__Objectives__
1. Translate this sentence from the even and odd bits problem into Spanish: "Return an integer array answer where answer = [even, odd]."
2. Pick up the even and odd bits problem where it stops and keep writing.
## Start Text segment
# 2595. Number of Even and Odd Bits

## Description

You are given a positive integer n.

Let even denote the number of even indices in the binary representation of n (0-indexed) with value 1.

Let odd denote the number of odd indices in the binary representation of n (0-indexed) with value 1.

Return an integer array answer where answer = [even, odd].

Example 1:

Input: n = 17
Output: [2,0]
Explanation: The binary representation of 17 is 10001.
It contains 1 on the 0th and 4th indices.
There are 2 even and 0 odd indices.


Example 2:

Input: n = 2
Output: [0,1]
Explanation: The binary representation of 2 is 10.
It contains 1 on the 1st index.
There are 0 even and 1 odd indices.


Constraints:

• 1 <= n <= 1000

## Solutions

Solution 1: Enumerate

According to the problem description, enumerate the binary representation of $n$ from the low bit to the high bit. If the bit is $1$, add $1$ to the corresponding counter according to whether the index of the bit is odd or even.

The time complexity is $O(\log n)$ and the space complexity is $O(1)$. Where $n$ is the given integer.
## End Text segment
## Start Dataset rows
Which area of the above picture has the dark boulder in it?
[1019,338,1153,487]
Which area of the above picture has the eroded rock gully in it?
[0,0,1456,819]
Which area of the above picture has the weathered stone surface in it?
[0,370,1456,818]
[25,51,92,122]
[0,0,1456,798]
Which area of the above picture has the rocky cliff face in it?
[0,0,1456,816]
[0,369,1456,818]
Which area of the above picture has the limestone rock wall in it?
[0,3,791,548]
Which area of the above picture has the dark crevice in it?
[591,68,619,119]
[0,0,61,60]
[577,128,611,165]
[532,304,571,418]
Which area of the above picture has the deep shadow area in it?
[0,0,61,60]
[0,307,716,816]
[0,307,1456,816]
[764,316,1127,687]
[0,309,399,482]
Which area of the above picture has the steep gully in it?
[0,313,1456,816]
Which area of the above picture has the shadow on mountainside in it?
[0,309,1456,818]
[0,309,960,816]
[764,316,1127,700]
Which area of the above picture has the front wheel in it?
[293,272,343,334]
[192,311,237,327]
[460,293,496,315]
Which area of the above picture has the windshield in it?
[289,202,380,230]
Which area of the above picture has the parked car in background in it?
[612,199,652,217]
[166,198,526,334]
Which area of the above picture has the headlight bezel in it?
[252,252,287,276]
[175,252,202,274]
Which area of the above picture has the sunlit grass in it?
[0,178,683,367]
## End Dataset rows
## Start Dataset rows
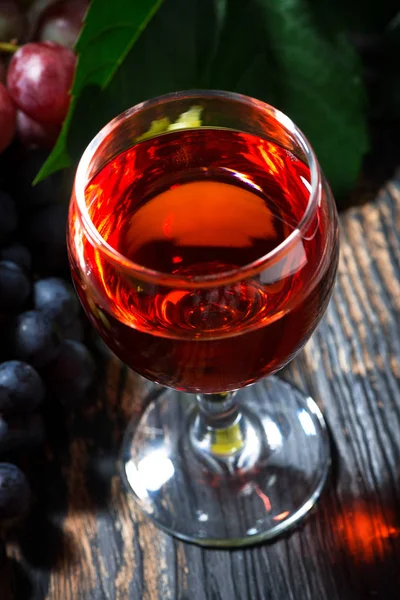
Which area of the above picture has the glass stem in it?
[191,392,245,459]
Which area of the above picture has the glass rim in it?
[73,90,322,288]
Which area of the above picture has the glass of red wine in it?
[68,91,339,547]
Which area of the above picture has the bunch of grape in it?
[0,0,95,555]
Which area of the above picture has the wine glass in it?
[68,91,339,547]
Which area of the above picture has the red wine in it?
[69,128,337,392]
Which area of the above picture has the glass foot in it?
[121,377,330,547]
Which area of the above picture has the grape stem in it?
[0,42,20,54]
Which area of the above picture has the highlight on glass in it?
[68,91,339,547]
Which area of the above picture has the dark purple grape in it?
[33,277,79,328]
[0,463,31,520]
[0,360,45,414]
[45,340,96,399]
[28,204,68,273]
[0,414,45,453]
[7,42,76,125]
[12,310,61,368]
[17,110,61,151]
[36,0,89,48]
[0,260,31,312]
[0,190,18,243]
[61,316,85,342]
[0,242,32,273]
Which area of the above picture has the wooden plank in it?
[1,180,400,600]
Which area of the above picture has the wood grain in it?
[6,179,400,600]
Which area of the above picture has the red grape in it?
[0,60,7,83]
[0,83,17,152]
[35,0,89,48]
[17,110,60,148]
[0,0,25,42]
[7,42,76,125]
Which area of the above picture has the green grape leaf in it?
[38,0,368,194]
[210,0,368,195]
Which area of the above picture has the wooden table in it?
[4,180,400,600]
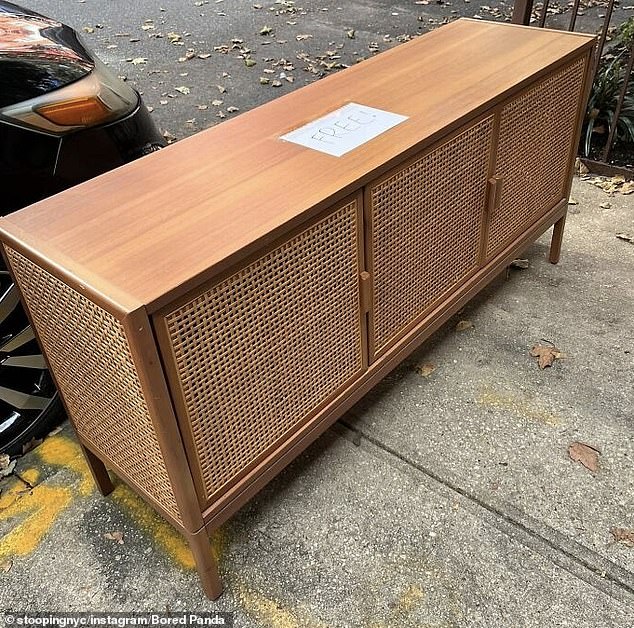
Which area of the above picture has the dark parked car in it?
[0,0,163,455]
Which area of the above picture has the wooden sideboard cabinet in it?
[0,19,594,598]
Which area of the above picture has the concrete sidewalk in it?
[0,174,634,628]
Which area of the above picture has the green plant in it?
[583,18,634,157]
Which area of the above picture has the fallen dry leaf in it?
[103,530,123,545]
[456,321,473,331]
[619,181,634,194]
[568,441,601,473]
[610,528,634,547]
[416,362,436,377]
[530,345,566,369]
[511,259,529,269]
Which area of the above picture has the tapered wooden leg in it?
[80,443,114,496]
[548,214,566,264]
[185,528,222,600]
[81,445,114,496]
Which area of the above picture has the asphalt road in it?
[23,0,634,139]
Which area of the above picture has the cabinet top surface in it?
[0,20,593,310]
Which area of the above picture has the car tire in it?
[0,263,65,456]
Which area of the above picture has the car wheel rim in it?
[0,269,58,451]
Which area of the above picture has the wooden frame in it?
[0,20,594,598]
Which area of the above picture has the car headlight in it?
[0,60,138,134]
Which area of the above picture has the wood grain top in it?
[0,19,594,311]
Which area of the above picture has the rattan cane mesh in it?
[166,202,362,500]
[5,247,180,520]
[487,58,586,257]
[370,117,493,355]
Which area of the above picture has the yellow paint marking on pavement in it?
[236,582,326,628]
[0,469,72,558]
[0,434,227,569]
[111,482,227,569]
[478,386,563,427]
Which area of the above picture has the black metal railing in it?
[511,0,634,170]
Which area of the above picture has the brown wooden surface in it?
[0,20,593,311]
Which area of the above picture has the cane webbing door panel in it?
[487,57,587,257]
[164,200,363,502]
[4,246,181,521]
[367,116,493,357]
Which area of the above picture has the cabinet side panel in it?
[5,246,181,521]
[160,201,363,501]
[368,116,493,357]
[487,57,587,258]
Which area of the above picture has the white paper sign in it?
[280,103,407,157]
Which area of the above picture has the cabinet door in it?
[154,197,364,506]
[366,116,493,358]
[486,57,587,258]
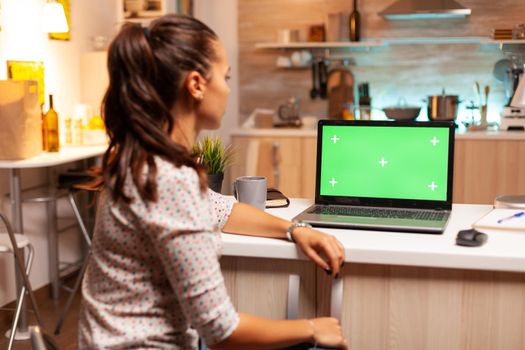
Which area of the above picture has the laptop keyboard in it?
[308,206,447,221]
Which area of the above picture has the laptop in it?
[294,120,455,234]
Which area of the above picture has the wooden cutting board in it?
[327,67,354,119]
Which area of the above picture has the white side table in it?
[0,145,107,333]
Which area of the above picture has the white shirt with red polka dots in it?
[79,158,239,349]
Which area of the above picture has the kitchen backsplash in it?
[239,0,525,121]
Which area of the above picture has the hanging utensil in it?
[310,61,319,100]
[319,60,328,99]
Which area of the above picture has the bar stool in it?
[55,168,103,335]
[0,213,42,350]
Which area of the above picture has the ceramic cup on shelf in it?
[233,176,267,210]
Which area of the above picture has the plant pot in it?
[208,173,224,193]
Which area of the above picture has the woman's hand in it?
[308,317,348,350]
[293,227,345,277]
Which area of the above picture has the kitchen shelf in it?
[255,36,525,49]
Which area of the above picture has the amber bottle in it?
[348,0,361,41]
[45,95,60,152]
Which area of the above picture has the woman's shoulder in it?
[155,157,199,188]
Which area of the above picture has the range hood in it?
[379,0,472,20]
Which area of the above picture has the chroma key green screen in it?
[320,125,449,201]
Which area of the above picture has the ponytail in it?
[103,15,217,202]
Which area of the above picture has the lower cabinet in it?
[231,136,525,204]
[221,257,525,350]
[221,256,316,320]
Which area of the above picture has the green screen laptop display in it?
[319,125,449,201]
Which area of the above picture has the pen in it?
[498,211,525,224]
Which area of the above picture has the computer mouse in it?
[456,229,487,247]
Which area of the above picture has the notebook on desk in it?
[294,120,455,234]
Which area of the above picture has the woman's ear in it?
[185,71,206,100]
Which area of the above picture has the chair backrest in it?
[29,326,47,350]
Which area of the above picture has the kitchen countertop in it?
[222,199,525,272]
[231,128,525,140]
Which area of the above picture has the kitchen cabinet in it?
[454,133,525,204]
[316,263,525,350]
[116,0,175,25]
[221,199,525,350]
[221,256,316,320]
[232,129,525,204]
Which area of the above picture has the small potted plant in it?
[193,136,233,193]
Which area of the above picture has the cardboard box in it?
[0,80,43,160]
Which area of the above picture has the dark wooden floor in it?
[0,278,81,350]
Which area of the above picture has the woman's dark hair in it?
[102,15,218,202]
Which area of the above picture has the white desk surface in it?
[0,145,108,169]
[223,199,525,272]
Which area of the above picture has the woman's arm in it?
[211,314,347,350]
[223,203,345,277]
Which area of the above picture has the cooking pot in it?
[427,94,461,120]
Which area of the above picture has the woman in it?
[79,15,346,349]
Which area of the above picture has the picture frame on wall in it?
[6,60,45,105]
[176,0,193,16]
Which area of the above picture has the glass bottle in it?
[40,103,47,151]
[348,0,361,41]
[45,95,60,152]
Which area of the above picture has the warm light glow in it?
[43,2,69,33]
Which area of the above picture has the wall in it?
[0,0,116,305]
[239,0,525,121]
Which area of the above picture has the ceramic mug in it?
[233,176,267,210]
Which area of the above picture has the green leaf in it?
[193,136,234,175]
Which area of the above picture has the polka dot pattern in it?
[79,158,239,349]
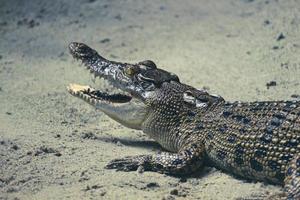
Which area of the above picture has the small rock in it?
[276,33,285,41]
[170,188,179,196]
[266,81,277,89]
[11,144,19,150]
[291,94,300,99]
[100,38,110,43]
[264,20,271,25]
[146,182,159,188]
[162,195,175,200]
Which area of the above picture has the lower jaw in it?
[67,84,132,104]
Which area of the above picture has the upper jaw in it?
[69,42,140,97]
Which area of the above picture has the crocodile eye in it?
## End Dataset rows
__Replies__
1. Devuelve un arreglo de enteros answer donde answer = [even, odd].

2.
• class Solution {
public int[] evenOddBit(int n) {
int[] ans = new int[2];
for (int i = 0; n > 0; n >>= 1, i ^= 1) {
ans[i] += n & 1;
}
return ans;
}
}

• class Solution {
public:
vector<int> evenOddBit(int n) {
vector<int> ans(2);
for (int i = 0; n > 0; n >>= 1, i ^= 1) {
ans[i] += n & 1;
}
return ans;
}
};

• class Solution:
def evenOddBit(self, n: int) -> List[int]:
ans = [0, 0]
i = 0
while n:
ans[i] += n & 1
i ^= 1
n >>= 1
return ans


• func evenOddBit(n int) []int {
ans := make([]int, 2)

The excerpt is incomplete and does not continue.